**DOCUMENT EXTRACT**:
For a more recent judicial interpretation, the United States Court of Appeals for the Fifth Circuit stated in 2001 that

there are numerous instances of the phrase "bear arms" being used to describe a civilian's carrying of arms. Early constitutional provisions or declarations of rights in at least some ten different states speak of the right of the "people" "to bear arms in defense of themselves and the state", or equivalent words, thus indisputably reflecting that under common usage "bear arms" was in no sense restricted to bearing arms in military service.

Several scholars have challenged the 5th Circuit's history. Several of the earliest state constitutions used variants of the Pennsylvania (September 28, 1776) model, affirming a right to "bear arms in defense of themselves and the state." Thus, North Carolina's declaration of rights (December 18, 1776) stated that "The people have a right to bear arms, for the defence of the State; and, as standing armies, in time of peace, are dangerous to liberty, they ought not to be kept up; and that the military should be kept under strict subordination to, and governed by, the civil power." Less than two decades later (1796), Tennessee affirmed that "The freemen of this State have a right to keep and bear arms for their common defence."

According to these same scholars, a more individualistic formulation emerged only during the Jacksonian era. Alabama's constitution of 1819 declared that "that every citizen has a right to bear arms in defence of himself and the state." More recently, Stanford Law professor Robert Weissberg has noted that the shift in the language of arms bearing provisions challenges the historical accounts put forth by supporters of the collective rights and individual rights accounts.

Models of interpretation

Modern legal theorists have identified three models used to interpret the Second Amendment. Professor Michael Dorf has described these models as follows:

The first and second both emphasize the preamble, or "purpose" clause, of the Amendment — the words "A well regulated Militia, being necessary to the security of a free State." The third does not. The first model holds that the right to keep and bear arms belongs to the people collectively rather than to individuals, because the right's only purpose is to enable states to maintain a militia; it is not for individuals' benefit. The second model is similar to the first. It holds that the right to keep and bear arms exists only for individuals actively serving in the militia, and then only pursuant to such regulations as may be prescribed. Under either of the first two models, a private citizen has no right to possess a firearm for personal use. But the court rejected these two models in favor of a third, the individual rights model. Under this third model, the Second Amendment protects a right of individuals to own and possess firearms, much as the First Amendment protects a right of individuals to engage in free speech.

**STORED DATA**:
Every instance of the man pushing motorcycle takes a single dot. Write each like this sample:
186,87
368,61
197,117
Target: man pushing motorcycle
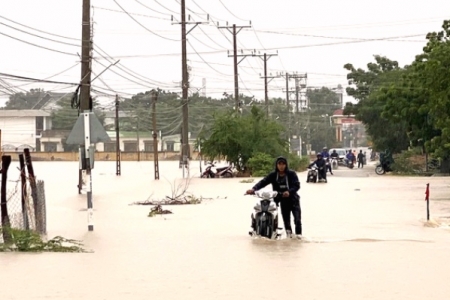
286,183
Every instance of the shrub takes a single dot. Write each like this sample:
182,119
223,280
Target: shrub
405,164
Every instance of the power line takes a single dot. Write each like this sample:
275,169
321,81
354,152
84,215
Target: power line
35,45
135,14
154,33
231,11
166,14
165,7
29,27
45,38
36,80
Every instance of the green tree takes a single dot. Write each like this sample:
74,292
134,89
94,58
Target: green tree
238,139
433,65
366,88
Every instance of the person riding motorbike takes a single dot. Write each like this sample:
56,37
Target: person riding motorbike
334,154
325,153
326,156
321,165
286,183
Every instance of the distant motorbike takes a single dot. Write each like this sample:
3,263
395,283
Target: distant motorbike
211,171
265,216
312,174
334,163
315,174
383,168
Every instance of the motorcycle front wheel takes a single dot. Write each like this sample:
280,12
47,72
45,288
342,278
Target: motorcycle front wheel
379,170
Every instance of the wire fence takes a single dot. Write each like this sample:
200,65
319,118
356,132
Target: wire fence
26,208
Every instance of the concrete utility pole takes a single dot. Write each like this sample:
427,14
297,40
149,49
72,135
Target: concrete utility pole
117,138
155,135
185,150
234,30
85,99
265,57
300,97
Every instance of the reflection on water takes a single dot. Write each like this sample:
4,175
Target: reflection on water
366,245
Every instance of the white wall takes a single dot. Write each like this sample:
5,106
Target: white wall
18,131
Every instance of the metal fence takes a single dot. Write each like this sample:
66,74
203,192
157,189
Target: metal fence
24,210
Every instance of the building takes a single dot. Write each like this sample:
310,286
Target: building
349,131
23,128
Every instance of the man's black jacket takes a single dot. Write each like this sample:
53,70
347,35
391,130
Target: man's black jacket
272,178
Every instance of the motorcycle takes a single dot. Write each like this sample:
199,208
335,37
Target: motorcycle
211,171
314,174
334,163
382,168
350,164
265,216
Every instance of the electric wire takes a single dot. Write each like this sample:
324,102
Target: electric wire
38,46
152,32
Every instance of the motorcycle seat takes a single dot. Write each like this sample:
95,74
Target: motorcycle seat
221,169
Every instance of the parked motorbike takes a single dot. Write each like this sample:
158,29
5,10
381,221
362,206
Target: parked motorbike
334,163
383,168
265,216
314,174
350,164
211,171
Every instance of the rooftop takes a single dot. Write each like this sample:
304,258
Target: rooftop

**REQUIRED TASK**:
List every state whose constitution or declaration of rights is quoted in the text on the Second Amendment. The data is separate from the text on the Second Amendment.

**SOLUTION TO THIS EXERCISE**:
Pennsylvania, North Carolina, Tennessee, Alabama